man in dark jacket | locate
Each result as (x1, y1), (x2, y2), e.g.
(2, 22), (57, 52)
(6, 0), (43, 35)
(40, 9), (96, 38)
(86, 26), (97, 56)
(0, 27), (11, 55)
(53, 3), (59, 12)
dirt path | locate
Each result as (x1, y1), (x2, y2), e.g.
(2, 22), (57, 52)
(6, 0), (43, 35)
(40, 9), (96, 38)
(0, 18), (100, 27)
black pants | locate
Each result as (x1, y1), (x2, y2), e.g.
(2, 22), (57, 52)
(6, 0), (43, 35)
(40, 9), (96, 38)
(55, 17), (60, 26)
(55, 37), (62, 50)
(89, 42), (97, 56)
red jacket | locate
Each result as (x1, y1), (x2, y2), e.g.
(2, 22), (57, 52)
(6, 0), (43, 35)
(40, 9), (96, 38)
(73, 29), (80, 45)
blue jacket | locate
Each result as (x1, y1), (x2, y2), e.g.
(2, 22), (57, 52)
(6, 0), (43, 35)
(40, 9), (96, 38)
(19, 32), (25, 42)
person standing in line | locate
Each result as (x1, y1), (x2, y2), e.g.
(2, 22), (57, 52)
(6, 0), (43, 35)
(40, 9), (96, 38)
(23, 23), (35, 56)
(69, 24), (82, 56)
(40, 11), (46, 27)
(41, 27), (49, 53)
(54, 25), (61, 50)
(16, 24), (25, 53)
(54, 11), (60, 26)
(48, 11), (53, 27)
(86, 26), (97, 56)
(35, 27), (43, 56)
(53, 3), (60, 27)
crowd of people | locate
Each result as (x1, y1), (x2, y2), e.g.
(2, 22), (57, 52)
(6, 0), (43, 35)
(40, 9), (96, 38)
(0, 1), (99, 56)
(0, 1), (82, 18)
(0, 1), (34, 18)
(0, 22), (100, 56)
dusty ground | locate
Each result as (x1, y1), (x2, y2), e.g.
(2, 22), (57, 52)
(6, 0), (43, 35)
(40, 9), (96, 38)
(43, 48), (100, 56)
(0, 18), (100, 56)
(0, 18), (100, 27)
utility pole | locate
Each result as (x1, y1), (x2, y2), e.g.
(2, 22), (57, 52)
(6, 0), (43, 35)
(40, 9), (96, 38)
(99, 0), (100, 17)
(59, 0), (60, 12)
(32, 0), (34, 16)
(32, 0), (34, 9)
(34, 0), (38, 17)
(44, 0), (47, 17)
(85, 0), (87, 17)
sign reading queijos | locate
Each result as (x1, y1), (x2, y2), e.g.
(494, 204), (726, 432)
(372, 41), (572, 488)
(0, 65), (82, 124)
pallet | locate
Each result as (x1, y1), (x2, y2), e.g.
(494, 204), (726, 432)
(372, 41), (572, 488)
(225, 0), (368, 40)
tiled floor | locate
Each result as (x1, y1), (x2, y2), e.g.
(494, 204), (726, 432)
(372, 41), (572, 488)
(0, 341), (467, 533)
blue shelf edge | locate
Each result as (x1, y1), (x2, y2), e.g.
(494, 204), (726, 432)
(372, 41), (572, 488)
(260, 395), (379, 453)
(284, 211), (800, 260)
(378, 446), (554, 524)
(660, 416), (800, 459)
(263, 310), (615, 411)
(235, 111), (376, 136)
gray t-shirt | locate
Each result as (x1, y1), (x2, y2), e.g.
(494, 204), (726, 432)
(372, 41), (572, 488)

━━━━━━━━━━━━━━━━

## [THE TASK]
Output every record without changing any wording.

## [TASK ANSWER]
man in dark jacket | locate
Each result as (x1, y1), (x2, y2), e.g.
(2, 22), (57, 52)
(6, 0), (43, 35)
(40, 9), (96, 38)
(86, 26), (97, 56)
(0, 27), (11, 55)
(53, 3), (59, 12)
dirt path | locate
Each result as (x1, y1), (x2, y2), e.g.
(2, 22), (57, 52)
(6, 0), (43, 35)
(40, 9), (96, 38)
(0, 18), (100, 27)
black pants | locate
Each result as (x1, y1), (x2, y2), e.g.
(2, 22), (57, 52)
(6, 0), (43, 35)
(40, 9), (96, 38)
(55, 17), (60, 26)
(55, 37), (62, 50)
(89, 42), (97, 56)
red jacket | locate
Each result as (x1, y1), (x2, y2), e.g.
(2, 22), (57, 52)
(6, 0), (43, 35)
(40, 9), (96, 38)
(73, 29), (80, 45)
blue jacket | locate
Each result as (x1, y1), (x2, y2), e.g.
(2, 22), (57, 52)
(6, 0), (43, 35)
(40, 9), (96, 38)
(19, 32), (25, 42)
person standing in line | locate
Each result as (x1, y1), (x2, y2), e.g.
(2, 22), (57, 52)
(6, 0), (43, 35)
(40, 9), (96, 38)
(23, 23), (35, 56)
(69, 24), (82, 56)
(40, 11), (46, 27)
(41, 27), (49, 53)
(54, 25), (61, 50)
(16, 24), (25, 53)
(54, 11), (60, 26)
(48, 11), (53, 27)
(86, 26), (97, 56)
(35, 27), (43, 56)
(53, 3), (60, 27)
crowd of people | locate
Each result as (x1, y1), (x2, y2), e.g.
(2, 22), (57, 52)
(6, 0), (43, 35)
(40, 9), (96, 38)
(0, 1), (99, 56)
(0, 1), (82, 18)
(0, 1), (34, 18)
(0, 22), (100, 56)
dusty ground | locate
Each result as (x1, y1), (x2, y2), e.g.
(2, 22), (57, 52)
(6, 0), (43, 35)
(40, 9), (96, 38)
(43, 48), (100, 56)
(0, 18), (100, 56)
(0, 18), (100, 27)
utility pole | locate
Each result as (x1, y1), (x2, y2), e.g.
(2, 22), (57, 52)
(6, 0), (43, 35)
(40, 9), (96, 38)
(99, 0), (100, 17)
(59, 0), (60, 12)
(32, 0), (34, 16)
(32, 0), (34, 9)
(34, 0), (38, 17)
(44, 0), (47, 17)
(85, 0), (87, 17)
sign reading queijos | locate
Each result as (x1, y1), (x2, y2), e.g.
(494, 204), (726, 432)
(372, 41), (572, 488)
(0, 65), (82, 124)
pallet | locate
Each result as (x1, y1), (x2, y2), e.g.
(494, 204), (726, 432)
(372, 41), (572, 488)
(225, 0), (368, 40)
tiled floor | locate
Each result as (x1, y1), (x2, y2), e.g.
(494, 204), (726, 432)
(372, 41), (572, 488)
(0, 341), (467, 533)
blue shelf edge | locate
Each result as (x1, y1), (x2, y2), e.g.
(494, 204), (726, 432)
(372, 41), (572, 488)
(260, 395), (379, 453)
(284, 211), (800, 260)
(378, 446), (554, 524)
(660, 416), (800, 459)
(263, 310), (615, 411)
(235, 111), (376, 136)
gray t-shirt | locate
Each result as (x1, y1), (x2, y2), e.g.
(494, 204), (726, 432)
(372, 41), (572, 488)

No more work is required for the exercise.